==== Trecho para leitura

Eu só assisti a versão do SBT, a de 1994. A versão da emissora utilizou o roteiro de Sílvio de Abreu e Rubens Edwald Filho, o mesmo de 1977. Comprou os direitos e executou a melhor telenovela da editora. Sucesso de público e de crítica, fez uma reconstituição de época em termos de costumes e figurinos, além de fazer uma abordagem da História do Brasil, a partir do olhar dos paulistas, que fique claro, quase impecável. Até o núcleo rural da trama, puxado por Osmar Prado e Denise Fraga, funcionava bem.
A família de 1977, na primeira fase. |
Nunca vi representação de uma família patriarcal pobre tão bem feita como a de Éramos Seis. Algumas sequências ficaram grudadas no fundo da minha mente. E a novela não fez concessões às sensibilidades modernas. Exemplos? O pai batia nos filhos. O pai exigia submissão da esposa e era autoritário. O romance da filha com um homem desquitado não foi tratada como coisa de menor importância. Era uma novela realista, ainda que com humor e crianças (*na primeira fase*). Foi nessa novela que vi Tarcísio Filho (Alfredo) mostrando o talento que, na Globo, não conseguia exibir.
Enfim, os direitos do roteiro expiraram e, segundo o jornalista Nilson Xavier, a Globo comprou seus direitos. Haverá uma outra adaptação em breve com base nesse roteiro. Só que a Globo comprou, também, os direitos do livro. Resultado? O SBT está impedido, provavelmente, para sempre de reexibir sua novela mais elogiada. Sabia-se que Sílvio Santos colocaria a novela no ar, ela só tinha sido exibida em 2001, como parte de um marketing agressivo contra a nova produção da Globo, então...
Reconhecem o Caio Blat e o Wagner Santisteban entre as crianças? |
Foi tudo dentro da lei. Tudo. Só que é triste que uma obra de tanta qualidade seja condenada ao limbo. É uma grande perda, grande mesmo. E não acho que a Globo vá "estragar" coisa alguma, só acredito que o realismo do original - livro e roteiro - será sacrificado em prol das tais "sensibilidades modernas". Aliás, todo mundo parece estar se curvando a elas, basta comparar as versões de Sinhá Moça de 1986 e 2006 (*estou devendo um texto, eu sei*), ou a forma como a Record foge de temas espinhosos em suas adaptações bíblicas. Também, não me preocupo com sexo, os/as puritanos/as de plantão parecem, como dizia Dona Bela, "só pensarem naquilo" e, claro, não tem noção dos limites impostos às tramas das seis. Bem, é isso. Eu espero que essas atitudes agressivas não virem moda... Ainda se o livro fosse domínio público...
Pensei em Candy Candy (キャンディ・キャンディ), que por disputa judicial entre as autoras, está aí sem poder ser republicado e o anime reexibido. Sim, achou que eu não seria capaz de fazer a ponte com shoujo mangá? é possível, sim. Disputas que se arrastam por anos e anos, podem prejudicar grandes obras e sua difusão. Agora, no caso de Éramos Seis, a Globo cercou por todos os cantos, acho que foi xeque-mate mesmo.
1 pessoas comentaram:
que triste, eu nem saba disso tudo, muito menos q era adaptação de livro e tinha varias versões, só vi a 1994. E que novela maravilhosa, elenco maravilhoso, do tempo que o sbt fazia boas novelas, tirando as atuais infantis.

========

— Ordem de serviço 1 —
Reproduza sem nenhuma alteração a parte do texto sobre a novela Éramos Seis que começa em "Enfim, os direitos" e segue até "da Globo, então...".

==== Registros fornecidos

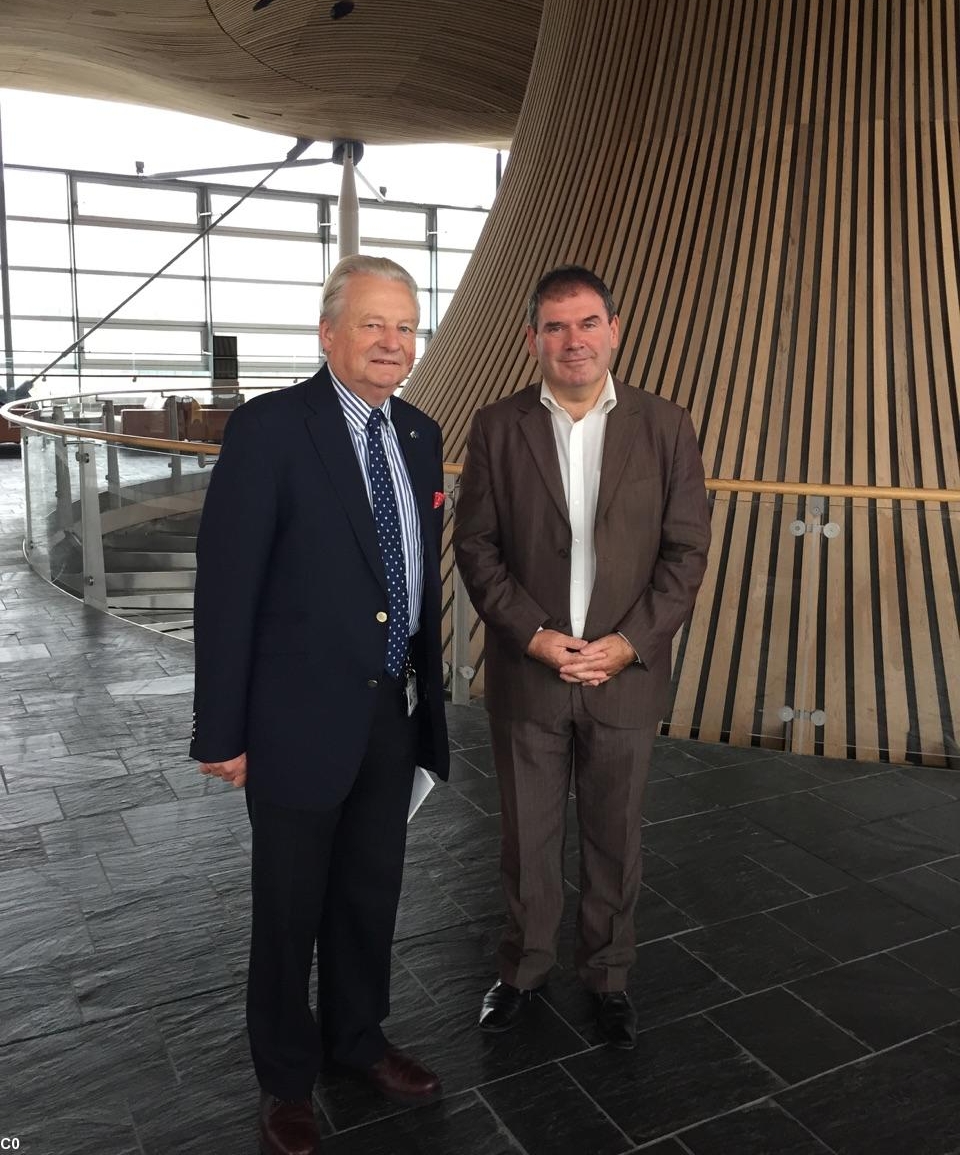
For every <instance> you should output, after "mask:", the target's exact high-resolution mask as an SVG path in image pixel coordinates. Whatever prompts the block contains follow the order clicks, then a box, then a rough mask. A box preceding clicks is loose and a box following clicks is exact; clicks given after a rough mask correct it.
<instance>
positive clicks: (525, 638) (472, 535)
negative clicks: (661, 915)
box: [454, 266, 709, 1049]
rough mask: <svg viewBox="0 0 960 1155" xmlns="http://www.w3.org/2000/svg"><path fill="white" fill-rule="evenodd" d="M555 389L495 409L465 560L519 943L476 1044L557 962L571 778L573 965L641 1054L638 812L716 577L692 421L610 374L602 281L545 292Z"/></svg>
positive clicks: (486, 422)
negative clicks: (689, 640)
mask: <svg viewBox="0 0 960 1155" xmlns="http://www.w3.org/2000/svg"><path fill="white" fill-rule="evenodd" d="M528 321H529V325H528V327H527V343H528V346H529V350H530V353H531V355H533V356H534V357H536V359H537V362H538V363H539V367H541V372H542V374H543V382H542V383H541V385H533V386H530V387H529V388H527V389H523V390H522V392H521V393H518V394H515V395H513V396H511V397H505V398H504V400H501V401H499V402H497V403H496V404H492V405H489V407H486V408H485V409H482V410H481V411H479V412H478V413H477V415H476V417H475V418H474V423H472V426H471V430H470V434H469V438H468V441H467V457H466V462H464V465H463V477H462V480H461V487H460V497H459V500H457V506H456V522H455V527H454V547H455V551H456V561H457V565H459V566H460V572H461V574H462V575H463V581H464V582H466V586H467V589H468V591H469V594H470V597H471V598H472V602H474V605H475V606H476V609H477V612H478V613H479V617H481V618H482V619H483V621H484V624H485V626H486V634H485V646H486V649H485V679H484V684H485V691H486V707H488V710H489V713H490V725H491V733H492V740H493V757H494V762H496V766H497V775H498V778H499V782H500V797H501V812H503V847H501V859H500V869H501V878H503V884H504V891H505V895H506V902H507V926H506V930H505V932H504V936H503V939H501V941H500V948H499V960H500V968H499V969H500V977H499V981H498V982H497V983H496V984H494V985H493V988H492V989H491V990H490V991H489V992H488V993H486V996H485V998H484V1000H483V1009H482V1013H481V1019H479V1026H481V1028H482V1029H484V1030H491V1031H500V1030H506V1029H508V1028H509V1027H512V1026H514V1023H515V1022H516V1021H518V1019H519V1018H520V1016H521V1014H522V1012H523V1009H524V1008H526V1007H527V1006H528V1005H529V1001H530V999H531V997H533V994H534V993H535V992H536V991H537V990H538V989H539V988H542V986H543V984H544V983H545V981H546V977H548V974H549V971H550V969H551V968H552V966H553V963H555V962H556V956H557V938H558V931H559V926H560V918H561V914H563V904H564V889H563V844H564V829H565V812H566V799H567V795H568V791H570V780H571V772H573V774H574V776H575V784H576V807H578V817H579V824H580V864H581V866H580V873H581V886H580V893H581V899H580V909H579V916H578V925H576V947H575V962H576V968H578V973H579V974H580V976H581V978H582V981H583V983H585V985H586V986H587V989H588V990H589V991H590V992H591V993H593V996H594V999H595V1011H596V1020H597V1026H598V1028H600V1031H601V1034H602V1036H603V1037H604V1038H605V1039H606V1042H608V1043H610V1044H611V1045H613V1046H618V1048H624V1049H627V1048H631V1046H633V1045H634V1042H635V1038H637V1013H635V1009H634V1007H633V1005H632V1003H631V1000H630V997H628V994H627V993H626V982H627V973H628V970H630V967H631V964H632V962H633V960H634V956H635V936H634V929H633V911H634V907H635V903H637V897H638V893H639V889H640V825H641V812H640V804H641V796H642V792H643V784H645V782H646V777H647V770H648V766H649V759H650V751H652V747H653V740H654V735H655V732H656V725H657V722H658V720H660V717H661V716H662V714H663V711H664V708H665V706H667V702H668V694H669V688H670V660H671V647H670V642H671V639H672V638H674V635H675V633H676V632H677V629H678V628H679V627H680V626H682V625H683V623H684V620H685V619H686V618H687V617H689V616H690V612H691V610H692V608H693V603H694V599H695V597H697V590H698V589H699V586H700V582H701V580H702V576H704V569H705V567H706V561H707V547H708V545H709V514H708V508H707V500H706V491H705V487H704V467H702V463H701V460H700V453H699V449H698V446H697V438H695V435H694V432H693V425H692V423H691V420H690V417H689V415H687V413H686V411H685V410H683V409H680V408H679V407H678V405H675V404H672V402H669V401H667V400H664V398H662V397H658V396H656V395H654V394H650V393H645V392H642V390H639V389H632V388H630V387H627V386H625V385H624V383H623V382H620V381H617V380H615V379H613V378H612V377H611V374H610V362H611V359H612V353H613V350H615V349H616V348H617V344H618V340H619V318H618V316H617V311H616V306H615V304H613V299H612V297H611V295H610V291H609V289H608V288H606V285H605V284H604V283H603V282H602V281H601V280H600V278H598V277H597V276H596V275H595V274H593V273H591V271H590V270H588V269H585V268H580V267H578V266H566V267H563V268H559V269H555V270H553V271H551V273H548V274H546V275H545V276H544V277H543V278H542V280H541V281H539V283H538V284H537V286H536V289H535V290H534V292H533V295H531V297H530V300H529V306H528Z"/></svg>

========

— Ordem de serviço 2 —
Formate como lista numerada as linhas dos registros, do início deles até a linha com "box: [454, 266, 709, 1049]", incluindo essas duas pontas e omitindo as linhas em branco. Deixe as imagens fora da resposta.

— Resposta escrita 1 —
Enfim, os direitos do roteiro expiraram e, segundo o jornalista Nilson Xavier, a Globo comprou seus direitos. Haverá uma outra adaptação em breve com base nesse roteiro. Só que a Globo comprou, também, os direitos do livro. Resultado? O SBT está impedido, provavelmente, para sempre de reexibir sua novela mais elogiada. Sabia-se que Sílvio Santos colocaria a novela no ar, ela só tinha sido exibida em 2001, como parte de um marketing agressivo contra a nova produção da Globo, então...

— Resposta escrita 2 —
1. For every <instance> you should output, after "mask:", the target's exact high-resolution mask as an SVG path in image pixel coordinates. Whatever prompts the block contains follow the order clicks, then a box, then a rough mask. A box preceding clicks is loose and a box following clicks is exact; clicks given after a rough mask correct it.
2. <instance>
3. positive clicks: (525, 638) (472, 535)
4. negative clicks: (661, 915)
5. box: [454, 266, 709, 1049]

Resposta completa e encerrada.